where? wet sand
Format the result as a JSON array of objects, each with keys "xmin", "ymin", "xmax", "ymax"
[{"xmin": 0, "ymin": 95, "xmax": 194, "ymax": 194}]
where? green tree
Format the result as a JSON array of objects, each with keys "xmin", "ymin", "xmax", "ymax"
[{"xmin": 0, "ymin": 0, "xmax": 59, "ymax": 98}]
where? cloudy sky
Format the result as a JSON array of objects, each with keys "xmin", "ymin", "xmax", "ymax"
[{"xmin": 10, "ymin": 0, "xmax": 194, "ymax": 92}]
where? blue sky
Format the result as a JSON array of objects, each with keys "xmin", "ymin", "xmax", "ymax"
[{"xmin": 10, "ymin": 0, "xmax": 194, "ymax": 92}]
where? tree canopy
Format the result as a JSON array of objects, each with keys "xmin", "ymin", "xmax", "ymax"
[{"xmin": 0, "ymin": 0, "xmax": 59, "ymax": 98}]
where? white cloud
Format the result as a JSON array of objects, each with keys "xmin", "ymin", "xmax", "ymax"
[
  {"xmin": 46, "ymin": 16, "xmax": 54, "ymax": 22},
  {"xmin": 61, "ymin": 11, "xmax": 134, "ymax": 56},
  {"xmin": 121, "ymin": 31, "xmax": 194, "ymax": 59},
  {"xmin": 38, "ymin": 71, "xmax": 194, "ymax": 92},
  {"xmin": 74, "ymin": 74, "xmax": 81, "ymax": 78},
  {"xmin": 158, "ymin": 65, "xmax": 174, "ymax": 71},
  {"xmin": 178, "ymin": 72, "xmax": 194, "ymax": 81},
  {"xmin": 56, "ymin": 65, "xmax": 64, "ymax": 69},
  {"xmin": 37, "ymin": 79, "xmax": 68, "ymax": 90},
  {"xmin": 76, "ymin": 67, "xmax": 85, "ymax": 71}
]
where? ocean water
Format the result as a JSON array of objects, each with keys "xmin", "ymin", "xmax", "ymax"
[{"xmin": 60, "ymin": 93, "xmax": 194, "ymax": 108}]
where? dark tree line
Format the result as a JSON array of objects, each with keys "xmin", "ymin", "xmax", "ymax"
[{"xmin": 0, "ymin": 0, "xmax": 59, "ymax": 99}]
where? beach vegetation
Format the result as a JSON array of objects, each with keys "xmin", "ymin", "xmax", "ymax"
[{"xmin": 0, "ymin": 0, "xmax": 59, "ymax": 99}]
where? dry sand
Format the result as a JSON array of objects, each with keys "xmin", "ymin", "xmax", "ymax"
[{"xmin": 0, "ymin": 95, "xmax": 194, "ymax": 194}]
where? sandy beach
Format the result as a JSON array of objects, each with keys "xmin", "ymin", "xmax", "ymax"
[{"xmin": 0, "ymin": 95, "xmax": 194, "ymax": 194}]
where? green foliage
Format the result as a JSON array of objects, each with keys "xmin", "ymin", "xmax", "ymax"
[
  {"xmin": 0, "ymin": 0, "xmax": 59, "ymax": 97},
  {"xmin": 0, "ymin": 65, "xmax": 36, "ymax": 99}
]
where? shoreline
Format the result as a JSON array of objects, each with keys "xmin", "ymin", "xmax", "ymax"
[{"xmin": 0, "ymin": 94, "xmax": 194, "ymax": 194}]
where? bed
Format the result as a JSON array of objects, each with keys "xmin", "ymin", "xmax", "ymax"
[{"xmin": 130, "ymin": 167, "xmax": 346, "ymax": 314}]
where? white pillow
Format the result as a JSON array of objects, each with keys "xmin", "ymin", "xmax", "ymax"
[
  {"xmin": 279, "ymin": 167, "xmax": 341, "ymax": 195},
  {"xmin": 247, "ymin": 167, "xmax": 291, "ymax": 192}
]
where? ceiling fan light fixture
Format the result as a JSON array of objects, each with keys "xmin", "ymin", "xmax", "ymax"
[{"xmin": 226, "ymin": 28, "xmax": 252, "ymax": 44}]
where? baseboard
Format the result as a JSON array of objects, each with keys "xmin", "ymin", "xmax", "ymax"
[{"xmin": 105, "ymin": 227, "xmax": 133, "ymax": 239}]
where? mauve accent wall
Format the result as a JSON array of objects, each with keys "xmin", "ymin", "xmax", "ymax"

■ Set task
Gather every line above that contains the string "tree".

■ Result
where? green tree
where? tree canopy
where? dark tree line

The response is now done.